• _TEXT UNDER STUDY_:
========================================================================
Hollywood has always loved invading aliens - but now we're invading them, in a spate of recent flicks ranging from Avatar to Friday's just-opened Prometheus.
Astronomers have discovered more than 700 worlds orbiting nearby stars in the last two decades, and the moviegoing public is just getting the message about the new planets, say astronomers such as Seth Shostak of the SETI Institute. So, in a way, pop culture is reflecting science, including efforts such as NASA's Kepler space telescope, which is looking to find more planets in their stars' "habitable zone," warm enough for liquid oceans like Earth's that may be able to support life forms.
"I think the public has grasped the fact that planets out there are as common as cheap motels," Shostak says, noting that our Milky Way galaxy alone might contains 300 billion stars, including ones with multiple planets. "If only 1 in 1,000 is in the habitable zone, that is still about a billion habitable planets in our galaxy," he says.
Planetary scientist Kevin Hand of NASA's Jet Propulsion Laboratory in Pasadena, Calif., was a science adviser to Prometheus, and also offered advice to Avatar's team. He says top filmmakers, such as James Cameron and Ridley Scott, are paying increasing attention to the plausibility of the alien worlds they create. Movie makers have long imagined alien worlds, for example the double-sunned Tatooine of Star Wars fame, but the latest ones, "really listen to where science is headed today," Hand says.
Through the U.S. National Academy of Sciences' "Science & Entertainment Exchange" program, which unites movie-makers with scientists, Hand was involved in technical discussions with the Prometheus team. "We needed a world to explore that would be habitable, but with a somewhat toxic atmosphere, which was an interesting exercise," Hand says.
The result was a world called LV-223, which has an ocean, but with air too poisoned to easily breathe. That's easy to imagine, because some stars with planets have trace metals indicating their chemistry might differ from ours, along with signs of water in the dust disks around the stars that might be a source for water on the planets. LV-223 is the moon of a giant planet, one resembling the easier-to-detect ones most often discovered by astronomers so far. The movie's background materials call it a "cold and implacable environment (which) is more like hell than heaven."
========================================================================
• _PROVIDED MATERIAL_:

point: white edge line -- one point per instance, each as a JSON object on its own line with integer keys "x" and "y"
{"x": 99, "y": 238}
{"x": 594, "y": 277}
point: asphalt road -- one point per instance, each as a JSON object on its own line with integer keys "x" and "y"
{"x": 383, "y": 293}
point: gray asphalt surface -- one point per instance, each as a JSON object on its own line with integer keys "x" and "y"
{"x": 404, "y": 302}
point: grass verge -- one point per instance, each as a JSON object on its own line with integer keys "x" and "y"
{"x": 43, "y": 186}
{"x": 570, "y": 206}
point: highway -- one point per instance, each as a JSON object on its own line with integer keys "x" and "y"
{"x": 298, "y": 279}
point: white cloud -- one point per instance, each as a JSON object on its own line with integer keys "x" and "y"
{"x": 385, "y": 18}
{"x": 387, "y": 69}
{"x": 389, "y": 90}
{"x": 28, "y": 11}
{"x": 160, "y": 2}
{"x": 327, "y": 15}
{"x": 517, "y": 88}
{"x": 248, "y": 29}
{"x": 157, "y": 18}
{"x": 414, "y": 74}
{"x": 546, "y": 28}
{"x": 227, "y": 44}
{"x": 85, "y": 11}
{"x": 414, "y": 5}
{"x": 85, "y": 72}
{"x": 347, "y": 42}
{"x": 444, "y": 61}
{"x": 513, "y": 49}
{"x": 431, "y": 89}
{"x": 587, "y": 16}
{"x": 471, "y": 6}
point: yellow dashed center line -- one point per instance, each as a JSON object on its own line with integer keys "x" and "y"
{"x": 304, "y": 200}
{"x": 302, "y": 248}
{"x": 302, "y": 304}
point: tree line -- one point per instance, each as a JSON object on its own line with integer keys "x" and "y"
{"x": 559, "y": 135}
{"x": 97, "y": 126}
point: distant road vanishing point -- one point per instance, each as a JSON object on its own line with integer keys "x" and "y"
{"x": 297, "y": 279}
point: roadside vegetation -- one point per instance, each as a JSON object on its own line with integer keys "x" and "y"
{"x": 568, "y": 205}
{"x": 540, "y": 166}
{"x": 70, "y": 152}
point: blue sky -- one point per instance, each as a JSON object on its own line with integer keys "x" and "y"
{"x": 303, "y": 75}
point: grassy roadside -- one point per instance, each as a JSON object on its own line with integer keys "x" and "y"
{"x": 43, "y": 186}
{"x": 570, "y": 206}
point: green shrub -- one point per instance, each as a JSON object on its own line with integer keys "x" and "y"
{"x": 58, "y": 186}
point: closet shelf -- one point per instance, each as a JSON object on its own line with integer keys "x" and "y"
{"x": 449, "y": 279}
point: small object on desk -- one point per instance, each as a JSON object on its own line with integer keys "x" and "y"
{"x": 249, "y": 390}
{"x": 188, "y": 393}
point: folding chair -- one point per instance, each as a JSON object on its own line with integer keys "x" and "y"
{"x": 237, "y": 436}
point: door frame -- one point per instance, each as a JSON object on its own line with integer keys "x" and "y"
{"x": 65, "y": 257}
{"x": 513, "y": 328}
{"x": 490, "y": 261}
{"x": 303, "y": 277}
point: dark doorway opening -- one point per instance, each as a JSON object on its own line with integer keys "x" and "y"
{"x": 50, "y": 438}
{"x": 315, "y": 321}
========================================================================
• _ACTIVITIES_:
A. From the article on alien worlds in recent movies, output everything from "Hollywood has always" down to "Friday's just-opened Prometheus.", copied word for word.
B. Translate this sentence from the article on alien worlds in recent movies into Spanish: "The result was a world called LV-223, which has an ocean, but with air too poisoned to easily breathe."
C. Resume the article on alien worlds in recent movies, picking up after its final sentence.

• _ANSWERS BY TASK_:
A.
Hollywood has always loved invading aliens - but now we're invading them, in a spate of recent flicks ranging from Avatar to Friday's just-opened Prometheus.

B. El resultado fue un mundo llamado LV-223, que tiene un océano, pero con un aire demasiado envenenado para respirarlo con facilidad.

C.
Without spoiling the movie for those who haven't seen it, one idea central to the movie was the notion of aliens "seeding" life on Earth. "We talked about that a lot," including the idea of "conducting experiments with microbes on other worlds and what happens when experiments go 'wrong,' " Hand says. For similar reasons, NASA and Russia's space agencies have carefully sterilized past missions to Mars, fearing just this kind of contamination.
Although the filmmakers based their concept for the spaceship, called the Prometheus, on NASA and European Space Agency designs, space travel sending humans in hibernation across light years to visit an alien world seems unlikely by 2089, the time-frame for the film, Shostak says. Instead of the four years envisioned in the film, travel times to nearby stars for people would still span centuries because of the speed limit set by light, which tops out at 5.9 trillion miles in a year. That's something the movie evades with invented human hibernation couches. The Defense Advanced Research Projects Agency's "100 Year Starship Initiative," however, is investigating technologies needed for interstellar travel.
Alien biology remains a little shaky in films, Hand cautions. "Any species that has to reproduce by traveling 50 light years to invade the chest cavity of another alien species looks a little dicey from an evolutionary-survival standpoint," he says.
On the other hand, "I was inspired to go into science by some really bad science-fiction films from the 1950s," Shostak says. "It can't hurt to have some real science in the movies."